#### DOCUMENT SEGMENT:

★ ★ ★ ★ ★ ★ ★

Eddie I forgot to mention is an annoying asshole. He eats the meal, has a drink, and tells the girl she’s practically a slut! She’s only in her twenties and he feels she should straighten up and stop bringing strange men back to her place. He leaves without even taking her up on her open offer for sex…then “coincidentally” meets her again during a too-long scene where Harrison filibusts at a school in Harlem. In the ensuing riot (started by Black Panthers), Eddie runs into Sarah again. The two eventually become an item (the “sex scene” above is between Eddie and Sarah), but Molly is still on the sidelines. She’s found out how corrupt Harrison is – he’s almost penniless and indebted to the mob, who funds his campaign – and Molly intends to tap into wealth via Eddie.

The finale of Fun City plays out on an unexpected sequence of turnarounds; Eddie, hearing the truth of Harrison’s underworld activities, hunts the man down in a gay bar. For his troubles Eddie is almost beaten to death by a gang of gay stooges at Harrison’s command(!). Eddie manages to escape them, stealing the gun of one and shooting him before escaping. But he finds no salvation in Molly; when Eddie refuses to play ball and go back to Harrison – Molly wants Eddie to keep working for the man so they can strike it rich when he wins the election – she grabs Eddie’s gun, puts it on him, and calls Harrison to come get him!

After yet another escape Eddie finds true salvation with Sarah, still treating her like shit as he eats breakfast with her, his pistol at hand. The final face-to-face with Harrison isn’t exciting at all, playing more on a suspense angle than the Sharpshooter capoff I wanted. Eddie has gotten hold of some photos of Lilly in compromising positions, and uses these as blackmail to get Harrison to call of his dogs and to drop out of the race. After which it’s back to Sarah, who tells Eddie they should leave the city together. And Eddie has finally gotten an idea for a novel; he’s going to write about these very events, which will make for a surefire bestseller(!?).

★ ★ ★ ★ ★ ★ ★

#### THE DATA:
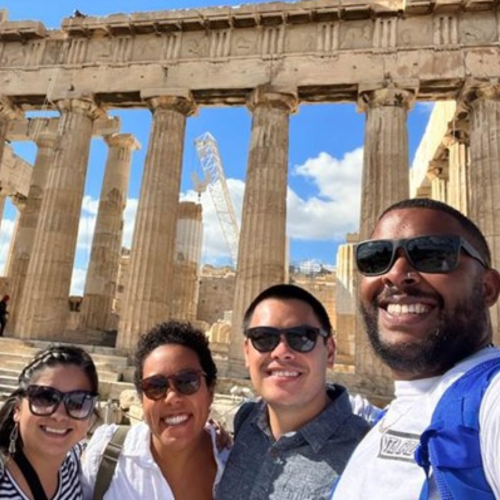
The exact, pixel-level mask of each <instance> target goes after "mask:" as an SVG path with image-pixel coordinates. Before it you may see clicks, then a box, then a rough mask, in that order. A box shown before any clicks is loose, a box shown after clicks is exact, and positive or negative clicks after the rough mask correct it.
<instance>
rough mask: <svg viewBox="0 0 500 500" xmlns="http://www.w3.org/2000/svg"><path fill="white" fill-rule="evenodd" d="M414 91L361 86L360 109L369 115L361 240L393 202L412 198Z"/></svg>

★ ★ ★ ★ ★ ★ ★

#### EXERCISES TO COMPLETE:
• 1. According to the Fun City review, why does Molly want Eddie to keep working for Harrison? Please answer in one to three sentences.
• 2. Swap "breakfast" for "dinner" as you give the Fun City review again, starting with "After yet another" and going on through "a surefire bestseller(!?).".
• 3. Do these statements agree with the Fun City review? (a) A gang beats Eddie at Harrison's command. (b) Molly helps Eddie get away from Harrison. (c) The mob funds Harrison's campaign. Answer yes or no for each, quoting the words that decide it.
The data has no connection to the Fun City review.

#### TASK-BY-TASK RESULTS:
• 1. Molly wants Eddie to keep working for Harrison so that the two of them can strike it rich when Harrison wins the election.

• 2.
After yet another escape Eddie finds true salvation with Sarah, still treating her like shit as he eats dinner with her, his pistol at hand. The final face-to-face with Harrison isn’t exciting at all, playing more on a suspense angle than the Sharpshooter capoff I wanted. Eddie has gotten hold of some photos of Lilly in compromising positions, and uses these as blackmail to get Harrison to call of his dogs and to drop out of the race. After which it’s back to Sarah, who tells Eddie they should leave the city together. And Eddie has finally gotten an idea for a novel; he’s going to write about these very events, which will make for a surefire bestseller(!?).

• 3.
(a) Yes: "Eddie is almost beaten to death by a gang of gay stooges at Harrison’s command(!)."
(b) No: "she grabs Eddie’s gun, puts it on him, and calls Harrison to come get him!"
(c) Yes: "he’s almost penniless and indebted to the mob, who funds his campaign"